▶ [Page text]:
CGNS/FMM - Data model mapping to implementation

The SIDS File Mapping Manual specifies the exact manner in which, under CGNS conventions, CFD data structures (the SIDS) are to be stored in, i.e., mapped onto, the file structure provided by a database manager. Adherence to the mapping conventions guarantees uniform meaning and location of CFD data within database files, and thereby allows the construction of universal software to read and write the data. Physical data storage is accomplished via a general database manager, either ADF (Advanced Data Format) or HDF (Hierarchical Data Format).

This document describes the general concepts behind and structure of a CGNS Database. The implementation details of reading and writing to a storage medium are left to an underlying database manager. The CGIO User’s Guide provides the core routines to access the database manager at that level.

Since CGNS was originally developed based on the ADF (Advanced Data Format) as the database manager, much of this documentation parallels those concepts. With the introduction of the HDF5 (Hierarchical Data Format) database manager, the concepts in this document have been “mapped” to HDF5.

We first describe the structure of the database, and the nodes from which it is constructed, followed by a description of the overall layout of the tree structure itself.

The section Detailed CGNS Node Descriptions describes the exact conventions for each type of data.

Conceptual Structure of a CGNS Database

Although the physical structure of a CGNS file in storage is (or should be) of little concern to users of CGNS, an understanding of its logical or conceptual structure is essential. This structure determines its suitability for the type of data at hand and is reflected in all of the low-level database access routines.

A CGNS file consists entirely of a collection of elements called nodes. These nodes are arranged in a tree structure which is logically similar to a UNIX file system. The nodes are said to be connected in a “child-parent” relationship according to the following simple rules:

  1. Each node may have any number of child nodes.

  2. Except for one node, called the root, each node is the child of exactly one other node, called its parent.

  3. The root node has no parent.

Every node in a CGNS file has exactly the same internal structure. Each node contains identifying information, pointers to any children, and, optionally, data.

▶ [Listing]:
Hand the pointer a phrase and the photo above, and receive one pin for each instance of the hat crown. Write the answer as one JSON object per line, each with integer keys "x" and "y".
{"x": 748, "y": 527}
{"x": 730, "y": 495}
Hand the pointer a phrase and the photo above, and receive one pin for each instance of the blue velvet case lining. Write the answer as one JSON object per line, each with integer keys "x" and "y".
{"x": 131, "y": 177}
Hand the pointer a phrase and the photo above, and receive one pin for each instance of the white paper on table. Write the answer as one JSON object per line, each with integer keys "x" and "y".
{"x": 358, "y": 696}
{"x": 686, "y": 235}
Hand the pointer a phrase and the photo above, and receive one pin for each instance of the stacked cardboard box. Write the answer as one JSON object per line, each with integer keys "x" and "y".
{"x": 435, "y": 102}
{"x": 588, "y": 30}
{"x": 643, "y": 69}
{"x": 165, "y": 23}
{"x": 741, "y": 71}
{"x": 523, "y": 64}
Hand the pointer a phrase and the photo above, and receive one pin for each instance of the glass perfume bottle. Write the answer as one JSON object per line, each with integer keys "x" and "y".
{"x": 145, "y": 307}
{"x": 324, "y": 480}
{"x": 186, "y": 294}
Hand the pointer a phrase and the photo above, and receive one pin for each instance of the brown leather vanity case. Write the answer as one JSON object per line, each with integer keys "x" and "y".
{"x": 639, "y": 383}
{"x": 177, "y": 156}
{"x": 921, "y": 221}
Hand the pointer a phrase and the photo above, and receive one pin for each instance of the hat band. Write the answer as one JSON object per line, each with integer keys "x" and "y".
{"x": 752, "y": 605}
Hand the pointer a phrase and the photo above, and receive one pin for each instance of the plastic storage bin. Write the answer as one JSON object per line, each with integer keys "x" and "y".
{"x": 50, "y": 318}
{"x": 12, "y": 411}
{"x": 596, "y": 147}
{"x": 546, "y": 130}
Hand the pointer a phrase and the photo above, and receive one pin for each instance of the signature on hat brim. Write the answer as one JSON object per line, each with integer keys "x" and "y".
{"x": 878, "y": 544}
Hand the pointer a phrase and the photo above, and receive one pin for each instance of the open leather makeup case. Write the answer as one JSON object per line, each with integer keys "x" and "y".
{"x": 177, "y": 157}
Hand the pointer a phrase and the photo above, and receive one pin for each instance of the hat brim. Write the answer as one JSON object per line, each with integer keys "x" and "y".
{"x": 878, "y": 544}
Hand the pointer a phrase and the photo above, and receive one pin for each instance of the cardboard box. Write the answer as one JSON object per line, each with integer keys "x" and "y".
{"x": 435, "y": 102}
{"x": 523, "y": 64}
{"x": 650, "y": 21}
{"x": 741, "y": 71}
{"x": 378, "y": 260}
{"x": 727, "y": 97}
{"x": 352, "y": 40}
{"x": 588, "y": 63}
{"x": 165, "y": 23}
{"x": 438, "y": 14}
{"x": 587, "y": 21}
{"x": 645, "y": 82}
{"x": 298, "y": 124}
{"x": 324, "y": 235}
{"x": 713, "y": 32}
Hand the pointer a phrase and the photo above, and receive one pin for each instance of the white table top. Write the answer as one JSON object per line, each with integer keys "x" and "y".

▶ [Your tasks]:
**a.** According to the CGNS page, which database manager was CGNS originally developed on?
**b.** Rewrite the passage of the CGNS page that starts with "The section Detailed" and ends with "called its parent.", changing "UNIX file system" to "directory hierarchy".
**c.** List every rule the CGNS page gives for the "child-parent" relationship between nodes.

▶ [Answers to the tasks]:
**a.** ADF (Advanced Data Format)

**b.**
The section Detailed CGNS Node Descriptions describes the exact conventions for each type of data.

Conceptual Structure of a CGNS Database

Although the physical structure of a CGNS file in storage is (or should be) of little concern to users of CGNS, an understanding of its logical or conceptual structure is essential. This structure determines its suitability for the type of data at hand and is reflected in all of the low-level database access routines.

A CGNS file consists entirely of a collection of elements called nodes. These nodes are arranged in a tree structure which is logically similar to a directory hierarchy. The nodes are said to be connected in a “child-parent” relationship according to the following simple rules:

  1. Each node may have any number of child nodes.

  2. Except for one node, called the root, each node is the child of exactly one other node, called its parent.

**c.**
1. Each node may have any number of child nodes.
2. Except for one node, called the root, each node is the child of exactly one other node, called its parent.
3. The root node has no parent.